START Input data

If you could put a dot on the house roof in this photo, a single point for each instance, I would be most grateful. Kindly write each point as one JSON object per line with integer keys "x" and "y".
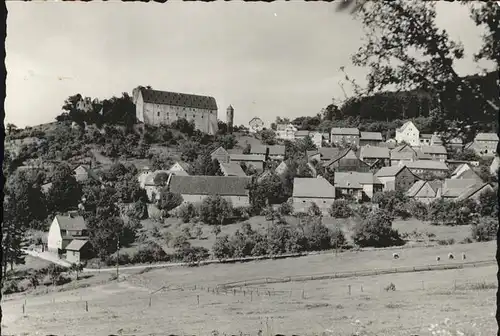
{"x": 273, "y": 150}
{"x": 435, "y": 149}
{"x": 71, "y": 222}
{"x": 210, "y": 185}
{"x": 302, "y": 133}
{"x": 150, "y": 179}
{"x": 389, "y": 171}
{"x": 395, "y": 155}
{"x": 377, "y": 136}
{"x": 354, "y": 180}
{"x": 76, "y": 244}
{"x": 406, "y": 124}
{"x": 427, "y": 164}
{"x": 232, "y": 169}
{"x": 247, "y": 157}
{"x": 313, "y": 187}
{"x": 178, "y": 99}
{"x": 375, "y": 152}
{"x": 486, "y": 137}
{"x": 472, "y": 190}
{"x": 345, "y": 131}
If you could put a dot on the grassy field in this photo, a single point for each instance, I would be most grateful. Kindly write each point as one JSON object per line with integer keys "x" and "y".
{"x": 304, "y": 308}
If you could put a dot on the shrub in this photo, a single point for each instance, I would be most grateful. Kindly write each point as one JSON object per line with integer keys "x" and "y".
{"x": 418, "y": 210}
{"x": 340, "y": 209}
{"x": 186, "y": 212}
{"x": 192, "y": 254}
{"x": 376, "y": 231}
{"x": 318, "y": 237}
{"x": 485, "y": 230}
{"x": 285, "y": 209}
{"x": 222, "y": 248}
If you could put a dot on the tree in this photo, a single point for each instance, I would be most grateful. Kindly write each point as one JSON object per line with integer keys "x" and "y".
{"x": 65, "y": 192}
{"x": 405, "y": 48}
{"x": 214, "y": 210}
{"x": 376, "y": 231}
{"x": 268, "y": 137}
{"x": 340, "y": 209}
{"x": 222, "y": 248}
{"x": 169, "y": 200}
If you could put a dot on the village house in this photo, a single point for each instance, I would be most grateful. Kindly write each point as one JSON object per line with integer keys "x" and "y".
{"x": 425, "y": 191}
{"x": 286, "y": 131}
{"x": 484, "y": 144}
{"x": 465, "y": 171}
{"x": 494, "y": 166}
{"x": 63, "y": 230}
{"x": 344, "y": 136}
{"x": 254, "y": 160}
{"x": 396, "y": 178}
{"x": 420, "y": 167}
{"x": 275, "y": 152}
{"x": 155, "y": 107}
{"x": 372, "y": 155}
{"x": 370, "y": 139}
{"x": 179, "y": 168}
{"x": 194, "y": 189}
{"x": 316, "y": 137}
{"x": 78, "y": 251}
{"x": 360, "y": 186}
{"x": 221, "y": 155}
{"x": 312, "y": 190}
{"x": 462, "y": 189}
{"x": 231, "y": 169}
{"x": 153, "y": 185}
{"x": 408, "y": 133}
{"x": 436, "y": 152}
{"x": 347, "y": 160}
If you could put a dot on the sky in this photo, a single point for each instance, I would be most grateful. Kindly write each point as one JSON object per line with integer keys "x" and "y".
{"x": 265, "y": 59}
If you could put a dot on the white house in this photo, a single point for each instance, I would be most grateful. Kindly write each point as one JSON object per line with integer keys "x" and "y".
{"x": 308, "y": 190}
{"x": 408, "y": 133}
{"x": 286, "y": 131}
{"x": 63, "y": 230}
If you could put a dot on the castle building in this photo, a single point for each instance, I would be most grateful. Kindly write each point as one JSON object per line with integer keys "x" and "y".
{"x": 155, "y": 107}
{"x": 230, "y": 119}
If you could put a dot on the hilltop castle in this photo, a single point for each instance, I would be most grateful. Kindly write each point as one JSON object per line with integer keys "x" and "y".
{"x": 155, "y": 107}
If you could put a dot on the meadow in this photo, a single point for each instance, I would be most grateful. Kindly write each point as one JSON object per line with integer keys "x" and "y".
{"x": 187, "y": 301}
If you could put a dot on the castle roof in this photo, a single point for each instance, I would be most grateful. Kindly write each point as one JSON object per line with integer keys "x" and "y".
{"x": 178, "y": 99}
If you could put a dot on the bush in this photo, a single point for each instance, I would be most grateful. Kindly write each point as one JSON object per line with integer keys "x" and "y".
{"x": 418, "y": 210}
{"x": 485, "y": 230}
{"x": 222, "y": 248}
{"x": 376, "y": 231}
{"x": 285, "y": 209}
{"x": 187, "y": 212}
{"x": 340, "y": 209}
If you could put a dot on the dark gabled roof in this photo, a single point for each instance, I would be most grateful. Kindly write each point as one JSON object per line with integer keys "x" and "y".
{"x": 76, "y": 244}
{"x": 232, "y": 169}
{"x": 210, "y": 185}
{"x": 178, "y": 99}
{"x": 377, "y": 136}
{"x": 71, "y": 222}
{"x": 313, "y": 187}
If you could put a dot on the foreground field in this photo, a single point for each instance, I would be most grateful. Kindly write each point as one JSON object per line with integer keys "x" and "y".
{"x": 313, "y": 307}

END Input data

### Task objective
The images are to be left out; every line above should be set down exactly.

### Response to this exercise
If you could put a dot on the house roof in this photo, a single point for each instance, I would be most grateful. Kindly write each point as one JSON object per line with integer keys "x" and "y".
{"x": 273, "y": 150}
{"x": 435, "y": 149}
{"x": 71, "y": 222}
{"x": 210, "y": 185}
{"x": 302, "y": 133}
{"x": 150, "y": 179}
{"x": 389, "y": 171}
{"x": 395, "y": 155}
{"x": 377, "y": 136}
{"x": 354, "y": 180}
{"x": 76, "y": 244}
{"x": 406, "y": 124}
{"x": 427, "y": 164}
{"x": 232, "y": 169}
{"x": 247, "y": 157}
{"x": 313, "y": 187}
{"x": 178, "y": 99}
{"x": 375, "y": 152}
{"x": 486, "y": 137}
{"x": 472, "y": 190}
{"x": 345, "y": 131}
If you could put a dot on the grassy field in this photo, a single point for each instance, I would be most grateful. Kindly write each point as one JSON object per line with integer keys "x" and "y".
{"x": 304, "y": 308}
If you could put a dot on the shrub in this photo, a single point for each instance, I would be most grateful. Kindly write each point as one JSON object per line with integer keys "x" and "y".
{"x": 418, "y": 210}
{"x": 340, "y": 209}
{"x": 186, "y": 212}
{"x": 192, "y": 254}
{"x": 376, "y": 231}
{"x": 318, "y": 237}
{"x": 485, "y": 230}
{"x": 285, "y": 209}
{"x": 222, "y": 248}
If you could put a dot on the tree in this photo, a single point for each instance, I would be most grateful. Kindly write each point as one JSON object per line with integer keys "x" and "y".
{"x": 65, "y": 192}
{"x": 405, "y": 48}
{"x": 214, "y": 210}
{"x": 376, "y": 231}
{"x": 268, "y": 137}
{"x": 340, "y": 209}
{"x": 222, "y": 248}
{"x": 169, "y": 200}
If you could put a dot on the village house in this photo, a single point for each instance, I would be most grateful. Kindly write each point as one JSON object per line with integer keys "x" and "y".
{"x": 425, "y": 191}
{"x": 286, "y": 131}
{"x": 484, "y": 144}
{"x": 465, "y": 171}
{"x": 494, "y": 166}
{"x": 63, "y": 230}
{"x": 344, "y": 136}
{"x": 254, "y": 160}
{"x": 396, "y": 178}
{"x": 420, "y": 167}
{"x": 275, "y": 152}
{"x": 155, "y": 107}
{"x": 372, "y": 155}
{"x": 370, "y": 139}
{"x": 179, "y": 168}
{"x": 194, "y": 189}
{"x": 316, "y": 137}
{"x": 78, "y": 251}
{"x": 360, "y": 186}
{"x": 221, "y": 155}
{"x": 312, "y": 190}
{"x": 462, "y": 189}
{"x": 231, "y": 169}
{"x": 153, "y": 185}
{"x": 408, "y": 133}
{"x": 436, "y": 152}
{"x": 347, "y": 160}
If you could put a dot on the sky in this photo, a single point for each instance, I would be most grateful. Kindly write each point as one JSON object per line with integer keys "x" and "y".
{"x": 265, "y": 59}
If you could put a dot on the white house in this photo, a single point for each instance, I would be most grateful. Kindly write each point as one JSON object per line with integer keys "x" and "y".
{"x": 308, "y": 190}
{"x": 408, "y": 133}
{"x": 286, "y": 131}
{"x": 63, "y": 230}
If you could put a dot on the castle building in this photo, a single point for each instance, I would be most grateful. Kindly write each point as one JSON object per line with integer keys "x" and "y".
{"x": 155, "y": 107}
{"x": 230, "y": 119}
If you could put a dot on the hilltop castle in this photo, a single point for each instance, I would be most grateful. Kindly write each point as one JSON object per line with integer keys "x" and "y".
{"x": 155, "y": 107}
If you could put a dot on the meadow in this photo, a single point for each instance, I would be most grateful. Kindly write each point as one JSON object per line with integer keys "x" and "y".
{"x": 187, "y": 301}
If you could put a dot on the castle roof in this photo, a single point for each instance, I would be most grateful. Kindly write each point as one JSON object per line with integer keys "x" and "y".
{"x": 178, "y": 99}
If you could put a dot on the bush in this photo, a single point for each instance, I would be most grateful. Kindly write each point as one JSON object per line with integer keys "x" and "y".
{"x": 418, "y": 210}
{"x": 485, "y": 230}
{"x": 222, "y": 248}
{"x": 376, "y": 231}
{"x": 285, "y": 209}
{"x": 187, "y": 212}
{"x": 340, "y": 209}
If you could put a dot on the dark gabled roof in this photo, a single point for each instance, I would be most grateful. Kindly write each point as one JSON object per line with integer keys "x" and "y".
{"x": 76, "y": 244}
{"x": 232, "y": 169}
{"x": 210, "y": 185}
{"x": 178, "y": 99}
{"x": 377, "y": 136}
{"x": 71, "y": 222}
{"x": 313, "y": 187}
If you could put a dot on the foreground field in this photo, a single point for each instance, I would be most grateful. Kindly write each point as one JSON object per line with integer keys "x" and "y".
{"x": 313, "y": 307}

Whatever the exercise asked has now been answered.